**Directions for this task**
Each entry should be written out once more, exactly as given below.

**Stored records**
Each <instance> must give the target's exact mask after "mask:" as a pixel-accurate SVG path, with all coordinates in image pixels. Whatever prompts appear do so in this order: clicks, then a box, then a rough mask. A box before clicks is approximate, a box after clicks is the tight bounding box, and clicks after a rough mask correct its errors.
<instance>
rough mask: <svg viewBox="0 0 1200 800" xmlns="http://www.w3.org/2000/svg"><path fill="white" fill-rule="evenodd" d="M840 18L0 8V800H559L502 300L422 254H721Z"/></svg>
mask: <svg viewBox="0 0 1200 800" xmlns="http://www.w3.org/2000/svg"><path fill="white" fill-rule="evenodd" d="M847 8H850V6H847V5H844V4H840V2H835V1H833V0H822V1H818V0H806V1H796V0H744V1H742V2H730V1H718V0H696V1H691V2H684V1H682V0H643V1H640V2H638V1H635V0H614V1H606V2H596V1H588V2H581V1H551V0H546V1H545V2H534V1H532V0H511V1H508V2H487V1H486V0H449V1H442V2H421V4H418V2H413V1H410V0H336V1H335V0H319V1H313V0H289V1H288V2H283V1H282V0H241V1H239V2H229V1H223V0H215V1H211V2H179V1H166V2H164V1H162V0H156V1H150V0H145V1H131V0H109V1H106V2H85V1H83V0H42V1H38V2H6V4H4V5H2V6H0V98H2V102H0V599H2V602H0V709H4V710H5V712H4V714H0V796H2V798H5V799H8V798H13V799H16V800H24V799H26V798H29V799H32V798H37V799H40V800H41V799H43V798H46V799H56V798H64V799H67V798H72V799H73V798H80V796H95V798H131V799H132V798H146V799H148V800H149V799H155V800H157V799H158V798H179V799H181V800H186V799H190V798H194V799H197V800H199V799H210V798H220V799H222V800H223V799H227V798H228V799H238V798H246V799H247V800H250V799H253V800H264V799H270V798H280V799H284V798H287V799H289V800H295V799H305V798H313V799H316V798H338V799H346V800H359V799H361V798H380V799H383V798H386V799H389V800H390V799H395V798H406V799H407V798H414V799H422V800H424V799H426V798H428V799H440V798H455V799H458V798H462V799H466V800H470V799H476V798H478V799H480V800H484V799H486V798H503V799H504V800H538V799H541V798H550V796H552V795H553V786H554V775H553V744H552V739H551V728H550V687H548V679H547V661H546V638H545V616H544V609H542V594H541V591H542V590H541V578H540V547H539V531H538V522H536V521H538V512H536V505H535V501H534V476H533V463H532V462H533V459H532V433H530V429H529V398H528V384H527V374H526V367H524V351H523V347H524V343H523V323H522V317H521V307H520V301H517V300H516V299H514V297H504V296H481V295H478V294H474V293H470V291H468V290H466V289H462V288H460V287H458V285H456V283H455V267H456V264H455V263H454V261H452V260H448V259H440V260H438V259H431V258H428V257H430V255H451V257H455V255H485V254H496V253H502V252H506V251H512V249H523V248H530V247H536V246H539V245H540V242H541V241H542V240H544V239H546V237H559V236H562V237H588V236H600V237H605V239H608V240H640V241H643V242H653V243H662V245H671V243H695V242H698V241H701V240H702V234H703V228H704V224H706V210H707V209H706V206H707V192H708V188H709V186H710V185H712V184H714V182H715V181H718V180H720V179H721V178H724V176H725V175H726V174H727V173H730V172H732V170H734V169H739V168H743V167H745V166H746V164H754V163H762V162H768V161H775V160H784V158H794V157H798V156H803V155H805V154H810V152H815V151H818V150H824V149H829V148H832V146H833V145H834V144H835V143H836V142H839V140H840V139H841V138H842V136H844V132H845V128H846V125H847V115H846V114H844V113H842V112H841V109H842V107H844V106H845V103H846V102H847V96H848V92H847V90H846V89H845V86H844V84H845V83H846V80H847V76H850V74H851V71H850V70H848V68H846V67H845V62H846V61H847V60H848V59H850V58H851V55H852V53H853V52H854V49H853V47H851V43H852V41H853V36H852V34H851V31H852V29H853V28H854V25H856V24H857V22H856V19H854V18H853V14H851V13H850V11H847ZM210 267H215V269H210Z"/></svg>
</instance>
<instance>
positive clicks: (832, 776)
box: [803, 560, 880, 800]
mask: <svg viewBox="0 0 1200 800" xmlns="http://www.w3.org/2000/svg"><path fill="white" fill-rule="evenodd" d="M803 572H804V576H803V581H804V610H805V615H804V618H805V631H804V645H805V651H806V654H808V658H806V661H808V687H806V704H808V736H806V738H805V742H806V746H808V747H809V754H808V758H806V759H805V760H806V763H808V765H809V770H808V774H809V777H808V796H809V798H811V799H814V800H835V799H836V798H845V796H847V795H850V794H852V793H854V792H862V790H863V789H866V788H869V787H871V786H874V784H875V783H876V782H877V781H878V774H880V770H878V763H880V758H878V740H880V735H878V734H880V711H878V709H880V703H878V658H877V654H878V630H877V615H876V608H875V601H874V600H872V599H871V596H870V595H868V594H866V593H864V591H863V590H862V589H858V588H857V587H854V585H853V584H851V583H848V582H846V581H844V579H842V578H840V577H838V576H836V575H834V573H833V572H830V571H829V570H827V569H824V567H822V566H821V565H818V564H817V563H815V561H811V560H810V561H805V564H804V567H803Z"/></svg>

**Answer section**
Each <instance> must give the target's exact mask after "mask:" as a pixel-accurate SVG path, with all coordinates in image pixels. Whatever prompts appear do so in this order: clicks, then a box, then a rough mask. A box before clicks is approximate, a box after clicks is the tight bounding box, and clicks after a rough mask correct its errors.
<instance>
rough mask: <svg viewBox="0 0 1200 800" xmlns="http://www.w3.org/2000/svg"><path fill="white" fill-rule="evenodd" d="M840 18L0 8V800H559L502 300L422 254H721Z"/></svg>
mask: <svg viewBox="0 0 1200 800" xmlns="http://www.w3.org/2000/svg"><path fill="white" fill-rule="evenodd" d="M847 8H850V6H847V5H844V4H840V2H835V1H833V0H822V1H818V0H806V1H796V0H744V1H742V2H730V1H718V0H696V1H691V2H684V1H682V0H643V1H640V2H638V1H635V0H614V1H606V2H596V1H588V2H581V1H551V0H546V1H545V2H534V1H532V0H511V1H508V2H487V1H486V0H449V1H442V2H421V4H418V2H413V1H410V0H336V1H335V0H319V1H313V0H289V1H288V2H283V1H282V0H241V1H239V2H229V1H223V0H215V1H211V2H179V1H166V2H164V1H162V0H156V1H150V0H145V1H131V0H109V1H106V2H85V1H83V0H42V1H38V2H6V4H4V5H2V6H0V98H2V102H0V599H2V602H0V709H4V710H5V712H4V714H0V796H2V798H5V799H8V798H13V799H16V800H24V799H26V798H29V799H32V798H37V799H40V800H41V799H43V798H46V799H56V798H64V799H67V798H72V799H73V798H80V796H95V798H131V799H132V798H146V799H148V800H149V799H155V800H157V799H158V798H179V799H181V800H186V799H190V798H194V799H197V800H199V799H210V798H220V799H222V800H223V799H227V798H228V799H238V798H246V799H247V800H250V799H253V800H264V799H270V798H280V799H284V798H287V799H289V800H295V799H305V798H313V799H316V798H338V799H346V800H359V799H361V798H380V799H383V798H386V799H389V800H390V799H395V798H406V799H407V798H414V799H422V800H424V799H426V798H428V799H440V798H455V799H458V798H462V799H466V800H470V799H476V798H478V799H480V800H484V799H486V798H503V799H504V800H538V799H541V798H550V796H552V795H553V786H554V775H553V744H552V739H551V728H550V687H548V679H547V661H546V638H545V616H544V609H542V594H541V591H542V590H541V578H540V547H539V531H538V522H536V521H538V512H536V505H535V501H534V476H533V463H532V462H533V459H532V433H530V429H529V398H528V384H527V374H526V367H524V351H523V347H524V343H523V323H522V317H521V307H520V301H517V300H516V299H514V297H504V296H481V295H478V294H474V293H470V291H468V290H466V289H462V288H460V287H458V285H456V283H455V267H456V264H455V263H454V261H452V260H448V259H440V260H438V259H431V258H428V257H430V255H451V257H455V255H485V254H496V253H502V252H506V251H512V249H523V248H530V247H536V246H539V245H540V242H541V241H542V240H544V239H546V237H559V236H562V237H588V236H600V237H605V239H608V240H640V241H643V242H653V243H662V245H671V243H695V242H698V241H701V240H702V234H703V228H704V224H706V210H707V209H706V206H707V192H708V188H709V186H710V185H712V184H714V182H715V181H718V180H720V179H721V178H724V176H725V175H726V174H727V173H730V172H732V170H734V169H739V168H743V167H745V166H746V164H754V163H762V162H768V161H775V160H784V158H794V157H798V156H803V155H805V154H810V152H815V151H818V150H824V149H829V148H832V146H833V145H834V144H835V143H836V142H839V140H840V139H841V138H842V136H844V132H845V128H846V125H847V115H846V114H844V113H842V112H841V109H842V107H844V106H845V103H846V102H847V96H848V92H847V90H846V89H845V86H844V84H845V83H846V80H847V76H850V74H851V71H850V70H848V68H846V67H845V62H846V61H847V60H848V59H850V58H851V55H852V53H853V52H854V49H853V47H851V43H852V41H853V36H852V34H851V31H852V29H853V28H854V25H856V24H857V22H856V19H854V18H853V14H851V13H850V11H847ZM210 267H215V269H210Z"/></svg>
</instance>
<instance>
positive clicks: (832, 776)
box: [803, 560, 880, 800]
mask: <svg viewBox="0 0 1200 800" xmlns="http://www.w3.org/2000/svg"><path fill="white" fill-rule="evenodd" d="M803 572H804V576H803V581H804V610H805V615H804V618H805V631H804V645H805V651H806V654H808V658H806V661H808V687H806V704H808V736H806V738H805V742H806V746H808V747H809V754H808V758H806V759H805V760H806V763H808V765H809V770H808V774H809V777H808V796H809V798H811V799H814V800H835V799H836V798H845V796H847V795H850V794H852V793H854V792H862V790H863V789H866V788H869V787H871V786H874V784H875V783H876V782H877V781H878V774H880V770H878V763H880V758H878V740H880V735H878V734H880V711H878V709H880V703H878V658H877V654H878V630H877V615H876V608H875V601H874V600H872V599H871V596H870V595H868V594H866V593H864V591H863V590H862V589H858V588H857V587H854V585H853V584H851V583H848V582H846V581H844V579H842V578H840V577H838V576H836V575H834V573H833V572H830V571H829V570H827V569H824V567H822V566H821V565H818V564H817V563H815V561H811V560H810V561H805V564H804V567H803Z"/></svg>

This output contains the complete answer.